Check every line of the material for the word "tree". Copy those that have it.
##### Material provided
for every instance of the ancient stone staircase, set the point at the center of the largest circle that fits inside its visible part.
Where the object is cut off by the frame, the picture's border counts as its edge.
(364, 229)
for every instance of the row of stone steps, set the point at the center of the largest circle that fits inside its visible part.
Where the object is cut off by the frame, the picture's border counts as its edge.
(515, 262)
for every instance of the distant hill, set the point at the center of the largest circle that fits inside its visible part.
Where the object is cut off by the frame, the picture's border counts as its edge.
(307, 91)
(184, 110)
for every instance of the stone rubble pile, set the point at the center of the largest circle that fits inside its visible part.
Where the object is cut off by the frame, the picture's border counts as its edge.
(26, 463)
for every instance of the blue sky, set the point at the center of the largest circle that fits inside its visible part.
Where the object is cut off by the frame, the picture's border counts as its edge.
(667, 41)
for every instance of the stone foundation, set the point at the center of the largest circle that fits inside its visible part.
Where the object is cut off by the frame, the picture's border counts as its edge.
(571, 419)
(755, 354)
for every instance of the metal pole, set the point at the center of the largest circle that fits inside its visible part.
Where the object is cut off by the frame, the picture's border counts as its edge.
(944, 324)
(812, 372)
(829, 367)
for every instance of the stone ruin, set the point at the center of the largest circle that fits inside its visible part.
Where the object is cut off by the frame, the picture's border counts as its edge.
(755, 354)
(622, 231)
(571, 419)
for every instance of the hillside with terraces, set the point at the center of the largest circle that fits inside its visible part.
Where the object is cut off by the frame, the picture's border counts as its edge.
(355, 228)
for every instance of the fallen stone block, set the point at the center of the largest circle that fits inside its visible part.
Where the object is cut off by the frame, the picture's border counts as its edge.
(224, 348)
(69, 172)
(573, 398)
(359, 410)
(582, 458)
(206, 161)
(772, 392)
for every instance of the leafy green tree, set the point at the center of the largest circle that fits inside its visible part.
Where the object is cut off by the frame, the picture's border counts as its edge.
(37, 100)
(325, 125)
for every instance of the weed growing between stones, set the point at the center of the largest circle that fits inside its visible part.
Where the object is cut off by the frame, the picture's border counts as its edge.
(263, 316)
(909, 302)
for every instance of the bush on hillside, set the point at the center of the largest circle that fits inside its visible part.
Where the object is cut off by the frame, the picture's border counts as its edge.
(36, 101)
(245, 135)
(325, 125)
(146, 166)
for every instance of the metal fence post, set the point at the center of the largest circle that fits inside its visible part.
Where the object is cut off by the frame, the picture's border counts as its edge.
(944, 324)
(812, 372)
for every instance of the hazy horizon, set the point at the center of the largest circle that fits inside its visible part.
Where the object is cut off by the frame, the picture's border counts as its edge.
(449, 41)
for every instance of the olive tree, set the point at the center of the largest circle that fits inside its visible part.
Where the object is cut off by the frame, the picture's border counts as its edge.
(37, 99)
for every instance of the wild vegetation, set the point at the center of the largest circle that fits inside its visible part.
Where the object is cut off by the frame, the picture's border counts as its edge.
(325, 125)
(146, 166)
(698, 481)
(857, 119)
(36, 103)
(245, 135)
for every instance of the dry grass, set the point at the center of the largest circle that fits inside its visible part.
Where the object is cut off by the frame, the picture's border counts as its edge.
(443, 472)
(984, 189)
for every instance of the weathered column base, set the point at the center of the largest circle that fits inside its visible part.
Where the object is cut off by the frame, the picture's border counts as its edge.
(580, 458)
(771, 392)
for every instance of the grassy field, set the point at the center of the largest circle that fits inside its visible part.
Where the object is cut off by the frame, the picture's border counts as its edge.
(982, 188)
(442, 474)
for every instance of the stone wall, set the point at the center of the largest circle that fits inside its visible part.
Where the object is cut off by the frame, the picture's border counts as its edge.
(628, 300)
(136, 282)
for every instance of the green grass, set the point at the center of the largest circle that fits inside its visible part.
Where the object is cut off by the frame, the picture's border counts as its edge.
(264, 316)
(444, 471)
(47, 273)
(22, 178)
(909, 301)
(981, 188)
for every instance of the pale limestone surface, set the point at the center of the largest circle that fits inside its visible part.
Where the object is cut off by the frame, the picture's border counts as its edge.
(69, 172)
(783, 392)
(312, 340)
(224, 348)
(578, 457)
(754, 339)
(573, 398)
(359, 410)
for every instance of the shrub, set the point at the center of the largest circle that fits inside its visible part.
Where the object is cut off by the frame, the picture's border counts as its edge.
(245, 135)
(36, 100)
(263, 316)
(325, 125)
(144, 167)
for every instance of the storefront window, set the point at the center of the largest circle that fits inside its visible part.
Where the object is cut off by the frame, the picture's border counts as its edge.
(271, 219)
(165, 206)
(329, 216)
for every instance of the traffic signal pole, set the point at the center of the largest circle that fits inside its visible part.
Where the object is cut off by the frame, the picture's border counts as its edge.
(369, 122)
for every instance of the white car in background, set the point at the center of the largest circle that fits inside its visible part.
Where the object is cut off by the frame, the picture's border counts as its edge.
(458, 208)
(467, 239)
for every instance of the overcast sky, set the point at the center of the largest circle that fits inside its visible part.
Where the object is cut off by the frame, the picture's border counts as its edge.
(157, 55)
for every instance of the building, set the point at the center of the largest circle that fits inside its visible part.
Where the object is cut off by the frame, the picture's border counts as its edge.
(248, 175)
##########
Answer space:
for every instance of the leafy green tree, set the point at the center of the largest circle that fits inside its visible part.
for every instance of the olive tree, set the point at the center of the largest circle that fits inside its visible part.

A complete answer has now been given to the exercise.